以下の課題:
A - 不安になりやすい人についての文章のうち、「前回、うつになりやすい人につ」から「で未来志向型になりやすい人。」までの部分を一字一句たがえずに書き写してください。
B - 不安になりやすい人についての文章を、最後の文の後から書き継いでください。

前回、うつになりやすい人について書いたので、今回は、不安になりやすい人について、考えてみたいと思います。

過去とのネガティブなつながりが強い人がうつになりやすいとすると、不安障害は、未来とのネガティブなつながりを構築しやすい人がなりやすいといえます。

つまり、まだ起こっていない事柄に対し、「ああなったらどうしよう、こうなったらどうしよう」と、あれこれ心配して、否定的な形で未来志向型になりやすい人。

それから、完璧主義で、こうならなければならない、ああならなければならない、そうでなければ耐えがたいという人も、不安や葛藤を抱えやすいでしょう。うつと同様、融通が利かない人は、ストレスを受けやすい。なぜならば、思い通りにならないことは、生きているといくらでもあるのですが、融通が利かない人は、自分のやり方で物事がすすまないとき、いちいち、欲求不満を感じることになりますから。逆に、「まあいいか、思ってたのとちょっと違うけど」と、アバウトに捉えて、執着心がない人は、不安になりにくいでしょう。

また、思考過多な人は、不安になりやすい傾向にあります。つまり、なんでも頭で考えすぎる人、全体的なエネルギーが、頭に偏りすぎていて、感覚にあまり行かない人ですね。強い不安を内面に抱えている人で、よく、早口でひっきりなしにしゃべる人がいますが、あれは、頭の方もひっきりなしに動いている、思考が活性化しすぎている状態だと思います。

提供情報:
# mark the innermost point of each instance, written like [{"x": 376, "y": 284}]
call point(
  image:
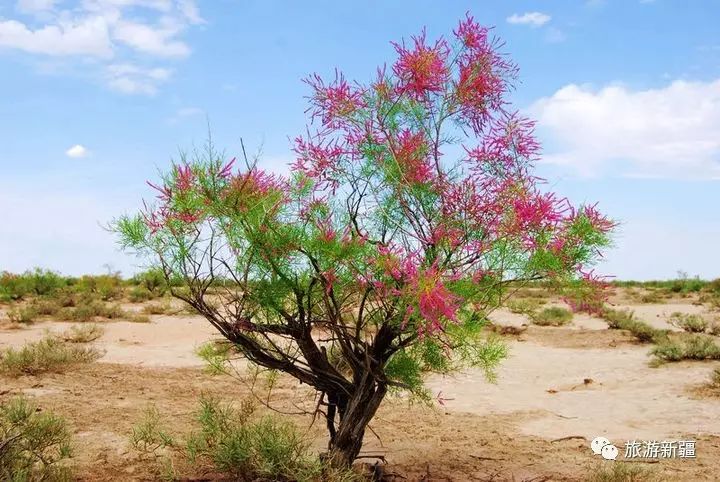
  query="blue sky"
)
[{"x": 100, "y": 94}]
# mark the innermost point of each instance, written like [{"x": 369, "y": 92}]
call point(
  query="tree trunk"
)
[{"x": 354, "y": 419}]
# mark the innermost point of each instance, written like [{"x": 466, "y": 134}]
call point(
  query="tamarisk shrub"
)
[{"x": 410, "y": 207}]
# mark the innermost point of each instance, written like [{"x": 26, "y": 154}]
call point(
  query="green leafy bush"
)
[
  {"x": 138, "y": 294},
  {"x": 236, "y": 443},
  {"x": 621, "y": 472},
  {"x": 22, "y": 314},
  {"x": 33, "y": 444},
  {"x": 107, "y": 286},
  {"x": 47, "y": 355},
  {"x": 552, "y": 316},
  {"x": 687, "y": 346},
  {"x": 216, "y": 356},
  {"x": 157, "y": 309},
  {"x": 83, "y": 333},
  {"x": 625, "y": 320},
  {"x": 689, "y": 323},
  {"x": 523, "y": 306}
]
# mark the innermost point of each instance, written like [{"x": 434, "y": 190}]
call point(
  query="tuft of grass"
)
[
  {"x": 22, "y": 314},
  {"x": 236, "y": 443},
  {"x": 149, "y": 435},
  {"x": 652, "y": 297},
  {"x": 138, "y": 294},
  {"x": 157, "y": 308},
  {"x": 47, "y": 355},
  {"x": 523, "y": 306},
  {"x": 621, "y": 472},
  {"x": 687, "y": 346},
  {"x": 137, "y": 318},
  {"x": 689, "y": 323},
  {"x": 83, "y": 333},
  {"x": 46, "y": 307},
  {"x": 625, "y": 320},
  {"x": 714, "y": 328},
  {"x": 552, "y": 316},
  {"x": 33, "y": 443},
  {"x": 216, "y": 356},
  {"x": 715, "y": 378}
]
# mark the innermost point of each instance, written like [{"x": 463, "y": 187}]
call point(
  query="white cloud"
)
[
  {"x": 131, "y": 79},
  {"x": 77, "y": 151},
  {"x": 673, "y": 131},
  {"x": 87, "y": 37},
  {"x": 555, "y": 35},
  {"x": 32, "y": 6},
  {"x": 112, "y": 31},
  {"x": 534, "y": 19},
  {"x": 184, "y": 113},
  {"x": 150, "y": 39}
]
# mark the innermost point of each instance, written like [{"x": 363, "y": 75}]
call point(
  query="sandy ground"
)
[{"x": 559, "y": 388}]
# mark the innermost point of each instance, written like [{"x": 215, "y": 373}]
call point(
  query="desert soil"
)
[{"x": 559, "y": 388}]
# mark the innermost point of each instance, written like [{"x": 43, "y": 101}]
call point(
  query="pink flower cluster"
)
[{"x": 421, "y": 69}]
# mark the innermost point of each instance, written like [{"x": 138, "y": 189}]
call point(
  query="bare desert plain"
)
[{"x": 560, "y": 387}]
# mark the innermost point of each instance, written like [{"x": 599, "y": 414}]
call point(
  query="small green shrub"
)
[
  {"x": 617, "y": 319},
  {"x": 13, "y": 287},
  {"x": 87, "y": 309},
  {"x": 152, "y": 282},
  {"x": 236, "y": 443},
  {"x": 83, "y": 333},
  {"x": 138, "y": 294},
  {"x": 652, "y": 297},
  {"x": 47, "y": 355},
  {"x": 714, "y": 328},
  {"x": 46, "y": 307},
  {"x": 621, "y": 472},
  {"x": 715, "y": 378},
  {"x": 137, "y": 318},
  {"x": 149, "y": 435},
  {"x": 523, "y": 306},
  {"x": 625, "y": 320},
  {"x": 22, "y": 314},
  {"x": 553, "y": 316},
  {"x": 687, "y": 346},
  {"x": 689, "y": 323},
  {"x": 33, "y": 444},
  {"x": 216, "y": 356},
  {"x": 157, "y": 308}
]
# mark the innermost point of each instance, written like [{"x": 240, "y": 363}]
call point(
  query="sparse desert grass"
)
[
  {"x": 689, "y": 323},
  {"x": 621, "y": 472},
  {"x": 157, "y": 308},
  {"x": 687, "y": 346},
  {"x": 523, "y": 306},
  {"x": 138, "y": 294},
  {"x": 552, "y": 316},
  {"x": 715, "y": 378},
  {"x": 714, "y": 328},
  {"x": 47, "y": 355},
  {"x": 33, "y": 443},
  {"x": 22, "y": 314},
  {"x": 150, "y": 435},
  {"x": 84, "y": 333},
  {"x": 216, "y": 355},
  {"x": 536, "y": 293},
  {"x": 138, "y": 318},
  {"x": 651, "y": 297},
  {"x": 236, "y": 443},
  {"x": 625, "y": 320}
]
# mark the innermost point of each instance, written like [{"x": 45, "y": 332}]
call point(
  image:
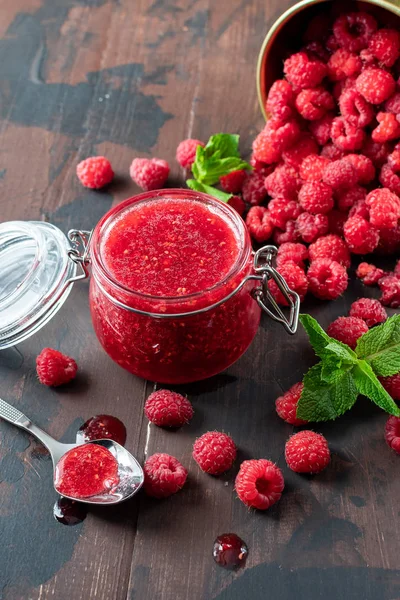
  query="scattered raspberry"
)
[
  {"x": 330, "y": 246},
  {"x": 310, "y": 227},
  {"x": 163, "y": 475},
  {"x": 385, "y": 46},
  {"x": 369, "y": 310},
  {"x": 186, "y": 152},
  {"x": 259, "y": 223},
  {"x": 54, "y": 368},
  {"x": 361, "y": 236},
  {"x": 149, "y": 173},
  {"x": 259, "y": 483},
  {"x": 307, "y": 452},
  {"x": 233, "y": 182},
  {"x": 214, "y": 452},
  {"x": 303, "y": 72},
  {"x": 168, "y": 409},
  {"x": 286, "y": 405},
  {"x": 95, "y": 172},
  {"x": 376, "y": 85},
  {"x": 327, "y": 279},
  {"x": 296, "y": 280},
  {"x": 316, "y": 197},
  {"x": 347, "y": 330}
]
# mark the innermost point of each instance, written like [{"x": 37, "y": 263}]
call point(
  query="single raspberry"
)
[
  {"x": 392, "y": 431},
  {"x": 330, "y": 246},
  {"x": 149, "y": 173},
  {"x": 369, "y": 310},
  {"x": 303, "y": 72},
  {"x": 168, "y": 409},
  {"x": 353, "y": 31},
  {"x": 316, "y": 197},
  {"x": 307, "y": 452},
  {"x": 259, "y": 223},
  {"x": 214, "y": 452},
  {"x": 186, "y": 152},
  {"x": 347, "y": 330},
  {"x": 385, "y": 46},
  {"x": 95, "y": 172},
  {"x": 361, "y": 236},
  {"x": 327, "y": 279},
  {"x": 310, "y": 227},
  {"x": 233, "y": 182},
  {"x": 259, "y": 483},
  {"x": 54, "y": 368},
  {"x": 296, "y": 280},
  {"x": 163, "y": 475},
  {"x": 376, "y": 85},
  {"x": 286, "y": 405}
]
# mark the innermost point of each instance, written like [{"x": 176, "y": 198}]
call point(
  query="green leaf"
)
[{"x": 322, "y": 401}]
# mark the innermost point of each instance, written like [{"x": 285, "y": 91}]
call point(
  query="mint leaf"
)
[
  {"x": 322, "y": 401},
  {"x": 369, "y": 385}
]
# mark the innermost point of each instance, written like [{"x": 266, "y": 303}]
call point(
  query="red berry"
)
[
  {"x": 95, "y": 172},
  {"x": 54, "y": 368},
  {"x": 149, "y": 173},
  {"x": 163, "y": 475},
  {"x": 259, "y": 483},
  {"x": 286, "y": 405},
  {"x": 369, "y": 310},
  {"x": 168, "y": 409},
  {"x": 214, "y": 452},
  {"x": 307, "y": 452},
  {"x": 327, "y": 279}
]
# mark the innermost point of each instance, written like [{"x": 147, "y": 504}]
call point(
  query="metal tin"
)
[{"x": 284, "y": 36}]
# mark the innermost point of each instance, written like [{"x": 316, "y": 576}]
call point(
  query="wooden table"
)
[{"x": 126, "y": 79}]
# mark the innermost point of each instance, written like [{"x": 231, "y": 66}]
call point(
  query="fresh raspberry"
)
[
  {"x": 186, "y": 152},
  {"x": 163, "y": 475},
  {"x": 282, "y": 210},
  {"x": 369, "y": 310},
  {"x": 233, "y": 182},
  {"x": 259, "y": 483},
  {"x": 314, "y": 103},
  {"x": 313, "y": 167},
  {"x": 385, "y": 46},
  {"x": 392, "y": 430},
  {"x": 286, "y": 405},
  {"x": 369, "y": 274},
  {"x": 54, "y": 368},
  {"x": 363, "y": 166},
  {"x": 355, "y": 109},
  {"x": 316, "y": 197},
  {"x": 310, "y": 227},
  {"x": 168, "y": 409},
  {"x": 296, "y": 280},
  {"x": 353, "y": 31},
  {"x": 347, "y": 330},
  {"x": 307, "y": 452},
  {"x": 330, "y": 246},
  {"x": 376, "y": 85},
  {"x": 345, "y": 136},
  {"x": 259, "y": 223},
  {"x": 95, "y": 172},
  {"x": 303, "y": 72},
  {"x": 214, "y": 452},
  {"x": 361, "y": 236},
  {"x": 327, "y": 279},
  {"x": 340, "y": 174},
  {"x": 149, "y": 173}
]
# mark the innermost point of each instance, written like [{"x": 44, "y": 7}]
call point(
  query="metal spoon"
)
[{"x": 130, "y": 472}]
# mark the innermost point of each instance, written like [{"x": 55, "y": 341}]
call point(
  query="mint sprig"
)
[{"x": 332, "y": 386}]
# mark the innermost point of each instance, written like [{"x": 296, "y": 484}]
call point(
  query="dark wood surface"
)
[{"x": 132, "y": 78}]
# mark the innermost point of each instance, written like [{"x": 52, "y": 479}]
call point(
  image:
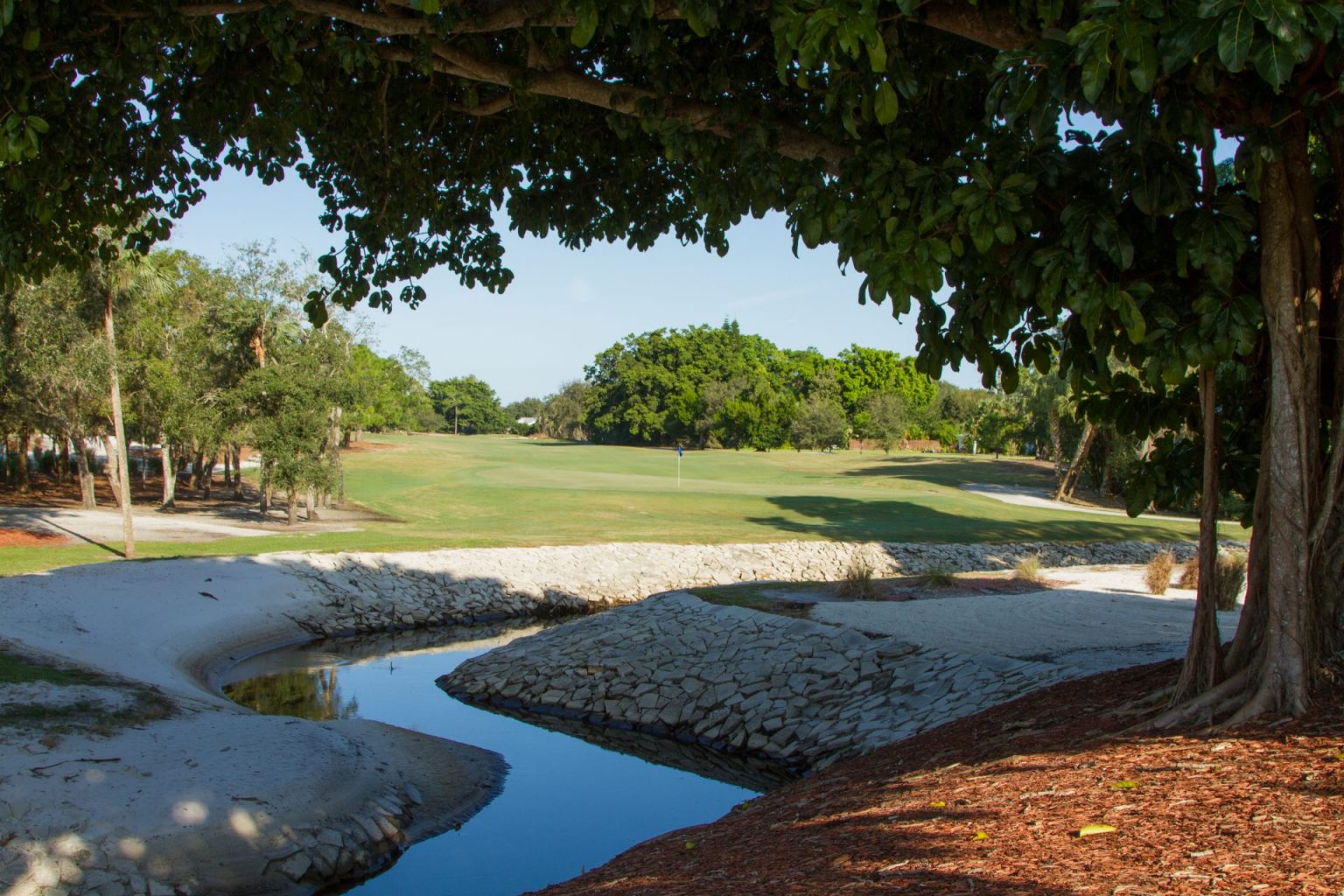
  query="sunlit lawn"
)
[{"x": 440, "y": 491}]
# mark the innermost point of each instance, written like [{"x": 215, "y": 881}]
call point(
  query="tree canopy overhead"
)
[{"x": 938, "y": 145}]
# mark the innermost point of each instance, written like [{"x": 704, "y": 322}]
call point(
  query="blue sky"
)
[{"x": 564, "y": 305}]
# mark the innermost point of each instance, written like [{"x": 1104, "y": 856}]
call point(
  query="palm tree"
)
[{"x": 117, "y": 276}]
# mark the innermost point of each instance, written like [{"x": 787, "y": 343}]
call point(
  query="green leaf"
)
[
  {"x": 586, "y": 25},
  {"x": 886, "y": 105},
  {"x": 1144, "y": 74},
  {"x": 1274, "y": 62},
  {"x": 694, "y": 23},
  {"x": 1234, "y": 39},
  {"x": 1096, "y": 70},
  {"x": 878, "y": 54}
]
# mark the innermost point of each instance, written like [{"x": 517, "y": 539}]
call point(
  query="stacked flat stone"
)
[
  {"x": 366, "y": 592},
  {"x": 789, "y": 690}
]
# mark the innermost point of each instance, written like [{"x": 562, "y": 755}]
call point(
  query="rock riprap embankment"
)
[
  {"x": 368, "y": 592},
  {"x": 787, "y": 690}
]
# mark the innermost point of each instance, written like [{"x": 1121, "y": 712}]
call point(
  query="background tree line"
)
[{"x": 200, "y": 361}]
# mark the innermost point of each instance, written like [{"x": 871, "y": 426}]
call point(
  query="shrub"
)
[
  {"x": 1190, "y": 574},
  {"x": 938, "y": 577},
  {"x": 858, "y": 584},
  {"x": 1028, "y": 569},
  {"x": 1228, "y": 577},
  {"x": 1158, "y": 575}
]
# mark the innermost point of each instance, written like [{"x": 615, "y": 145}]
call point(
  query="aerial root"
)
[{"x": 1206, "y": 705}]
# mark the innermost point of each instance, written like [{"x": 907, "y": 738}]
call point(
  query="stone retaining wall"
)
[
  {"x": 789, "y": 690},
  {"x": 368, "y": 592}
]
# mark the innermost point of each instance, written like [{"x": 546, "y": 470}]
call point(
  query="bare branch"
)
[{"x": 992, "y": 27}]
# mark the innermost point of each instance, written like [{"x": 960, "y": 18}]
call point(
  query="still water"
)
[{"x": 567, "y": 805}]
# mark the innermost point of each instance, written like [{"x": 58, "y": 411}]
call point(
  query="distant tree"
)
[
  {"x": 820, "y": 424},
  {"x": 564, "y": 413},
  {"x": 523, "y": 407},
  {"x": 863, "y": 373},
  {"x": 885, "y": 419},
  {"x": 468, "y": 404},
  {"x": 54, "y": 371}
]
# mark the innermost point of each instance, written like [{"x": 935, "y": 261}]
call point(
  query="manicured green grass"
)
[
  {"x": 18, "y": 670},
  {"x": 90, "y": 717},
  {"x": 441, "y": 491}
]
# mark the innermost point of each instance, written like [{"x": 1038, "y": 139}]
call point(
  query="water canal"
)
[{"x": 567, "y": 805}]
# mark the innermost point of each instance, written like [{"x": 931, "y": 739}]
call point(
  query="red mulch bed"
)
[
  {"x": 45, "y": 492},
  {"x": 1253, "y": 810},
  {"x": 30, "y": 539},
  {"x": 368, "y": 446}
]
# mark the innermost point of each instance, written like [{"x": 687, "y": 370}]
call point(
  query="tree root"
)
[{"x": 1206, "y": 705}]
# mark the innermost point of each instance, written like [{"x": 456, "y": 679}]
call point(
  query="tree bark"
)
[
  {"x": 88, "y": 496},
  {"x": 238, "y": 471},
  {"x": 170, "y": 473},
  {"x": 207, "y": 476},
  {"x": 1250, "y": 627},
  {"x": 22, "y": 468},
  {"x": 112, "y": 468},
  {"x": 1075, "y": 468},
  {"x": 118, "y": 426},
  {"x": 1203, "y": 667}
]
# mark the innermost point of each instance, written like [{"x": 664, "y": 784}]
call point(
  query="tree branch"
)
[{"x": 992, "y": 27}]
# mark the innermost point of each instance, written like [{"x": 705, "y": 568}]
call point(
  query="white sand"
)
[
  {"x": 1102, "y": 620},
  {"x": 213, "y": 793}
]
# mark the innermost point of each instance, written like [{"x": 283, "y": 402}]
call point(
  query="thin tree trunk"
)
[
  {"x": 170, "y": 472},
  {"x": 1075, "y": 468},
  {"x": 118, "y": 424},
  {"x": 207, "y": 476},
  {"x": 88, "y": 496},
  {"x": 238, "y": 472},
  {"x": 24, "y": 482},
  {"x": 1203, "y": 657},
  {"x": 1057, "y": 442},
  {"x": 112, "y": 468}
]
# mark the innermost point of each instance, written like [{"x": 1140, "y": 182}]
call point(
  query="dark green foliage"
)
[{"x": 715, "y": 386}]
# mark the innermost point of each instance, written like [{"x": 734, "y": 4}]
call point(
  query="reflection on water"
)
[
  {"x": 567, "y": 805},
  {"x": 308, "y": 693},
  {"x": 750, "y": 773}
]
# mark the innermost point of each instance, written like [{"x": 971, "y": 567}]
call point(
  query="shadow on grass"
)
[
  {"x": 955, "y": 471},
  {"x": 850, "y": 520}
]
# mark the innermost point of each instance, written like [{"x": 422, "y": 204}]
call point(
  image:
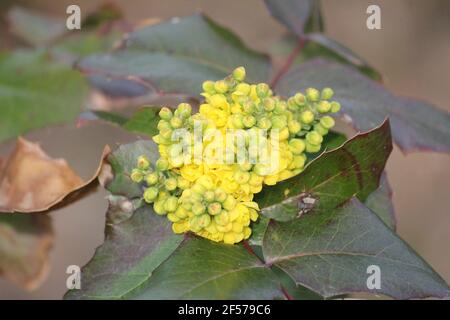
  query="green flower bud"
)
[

課題別の回答:
A -
前回、うつになりやすい人について書いたので、今回は、不安になりやすい人について、考えてみたいと思います。

過去とのネガティブなつながりが強い人がうつになりやすいとすると、不安障害は、未来とのネガティブなつながりを構築しやすい人がなりやすいといえます。

つまり、まだ起こっていない事柄に対し、「ああなったらどうしよう、こうなったらどうしよう」と、あれこれ心配して、否定的な形で未来志向型になりやすい人。

B -
思考というのは、時々休止して、間があるほうが、気持ちも穏やかに保てるものです。時々考えるのをやめて、空の雲を眺めたり(視覚)、何も考えずに音楽を聴いて没頭したり(聴覚)、ゆっくりとお茶を味わったり(味覚)、その他、嗅覚や触覚など、五感を通じて感覚に意識を向けることは、過剰なエネルギーを頭から体にエネルギーを下ろすことになるので、不安を鎮めるのに役立つと思います。

基本的なことですが、呼吸に意識を向けて、深くゆっくり呼吸をすることも、不安を軽減するのにとても効果があります。不安なときは、呼吸が浅くなり、古いいらなくなった「氣」が出ていけなくなり、新しい「氣」があまり入ってこれない状態になります。息を吐ききって、体の中にたまった不安の感情エネルギーを、古い酸素とともに吐き出し、大きく息を吸って新鮮な酸素をできるだけ体内に取り入れるだけでも、不安がだんだんと収まって、気持ちが落ち着いてくるはずです。よかったら試してみてください。

 

 

 

 

 

 

 

 

うつになりやすい人

どんな人が、うつになりやすいか。

よく言われるのは、真面目で、責任感が強い人。細かいことを気にする人、あたりでしょうか。

それもそうなのですが、私が思うのは、融通が利かない人。

こうでなければいけない、という、こだわりが強く、柔軟な考えができない人は、うつになったり、怒りを持ったり、不安になったりしやすいと思います。

それから、以前も書いたのですが、感情を抑圧しがちな人は、うつになりやすいでしょう。

もう少し深くとらえるならば、うつというのは、感情エネルギーが滞って流れていない状態だと思います。

過去に執着している人が、うつになりやすいのは、過去に執着する=過去の感情を手放さず、自分の中に滞らせたままにしている、ということだからだと思います。

長年、うつに苦しんでいる人の中に、よく、10年前の感情を昨日のことのように鮮明に思い出し、激怒したり、悲しんだりする人がいます。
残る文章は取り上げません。